Pick out every line in the rows below that contains the string "query" and copy each of those lines.
─── Data lines ───
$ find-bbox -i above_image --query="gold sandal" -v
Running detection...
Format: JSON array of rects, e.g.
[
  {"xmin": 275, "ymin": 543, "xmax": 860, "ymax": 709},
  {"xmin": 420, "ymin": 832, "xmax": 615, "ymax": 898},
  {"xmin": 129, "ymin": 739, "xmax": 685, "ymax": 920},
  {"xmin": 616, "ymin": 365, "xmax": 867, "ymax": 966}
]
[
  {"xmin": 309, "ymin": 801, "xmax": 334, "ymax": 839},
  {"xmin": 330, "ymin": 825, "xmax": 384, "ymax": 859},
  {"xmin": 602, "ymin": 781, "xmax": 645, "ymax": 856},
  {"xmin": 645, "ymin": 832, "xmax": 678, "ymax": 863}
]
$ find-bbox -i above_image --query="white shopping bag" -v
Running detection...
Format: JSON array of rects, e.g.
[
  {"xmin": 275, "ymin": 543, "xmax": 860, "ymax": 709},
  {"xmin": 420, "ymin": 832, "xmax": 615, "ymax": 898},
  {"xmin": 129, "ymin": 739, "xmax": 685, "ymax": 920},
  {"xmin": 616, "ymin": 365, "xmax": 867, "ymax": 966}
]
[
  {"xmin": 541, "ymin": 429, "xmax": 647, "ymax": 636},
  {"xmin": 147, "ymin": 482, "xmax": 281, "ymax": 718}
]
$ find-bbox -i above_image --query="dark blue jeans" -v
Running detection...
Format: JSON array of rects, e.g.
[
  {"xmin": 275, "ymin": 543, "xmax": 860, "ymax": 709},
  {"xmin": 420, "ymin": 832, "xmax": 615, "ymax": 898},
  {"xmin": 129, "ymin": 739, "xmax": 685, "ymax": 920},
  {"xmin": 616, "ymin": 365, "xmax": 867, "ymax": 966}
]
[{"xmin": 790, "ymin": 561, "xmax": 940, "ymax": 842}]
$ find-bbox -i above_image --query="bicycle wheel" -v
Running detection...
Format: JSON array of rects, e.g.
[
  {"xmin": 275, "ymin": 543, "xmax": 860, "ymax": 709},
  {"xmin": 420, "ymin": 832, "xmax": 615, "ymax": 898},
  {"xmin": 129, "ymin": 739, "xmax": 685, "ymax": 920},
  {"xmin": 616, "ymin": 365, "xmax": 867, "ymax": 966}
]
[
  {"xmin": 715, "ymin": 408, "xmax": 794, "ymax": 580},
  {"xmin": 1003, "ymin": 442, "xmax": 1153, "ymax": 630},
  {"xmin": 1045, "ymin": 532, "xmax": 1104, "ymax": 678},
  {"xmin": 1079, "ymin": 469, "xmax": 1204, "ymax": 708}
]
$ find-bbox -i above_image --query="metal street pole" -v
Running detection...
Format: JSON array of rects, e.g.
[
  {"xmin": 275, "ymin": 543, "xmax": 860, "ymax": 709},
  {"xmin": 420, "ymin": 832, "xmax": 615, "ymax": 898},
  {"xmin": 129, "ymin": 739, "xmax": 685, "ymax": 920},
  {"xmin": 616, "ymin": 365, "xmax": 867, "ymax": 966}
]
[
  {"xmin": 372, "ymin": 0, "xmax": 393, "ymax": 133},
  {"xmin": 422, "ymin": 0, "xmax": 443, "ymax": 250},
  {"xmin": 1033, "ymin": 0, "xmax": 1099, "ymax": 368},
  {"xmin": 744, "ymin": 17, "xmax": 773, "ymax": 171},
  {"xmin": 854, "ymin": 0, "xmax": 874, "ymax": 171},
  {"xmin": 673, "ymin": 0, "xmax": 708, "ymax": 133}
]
───
* The answer *
$ find-bbox -i above_image --query="gold sandal" -v
$ find-bbox -i above_image --query="white shopping bag" -v
$ find-bbox -i above_image --query="dark blue jeans" -v
$ find-bbox -i above_image --query="bicycle wheel" -v
$ find-bbox -i above_image --query="metal street pole" -v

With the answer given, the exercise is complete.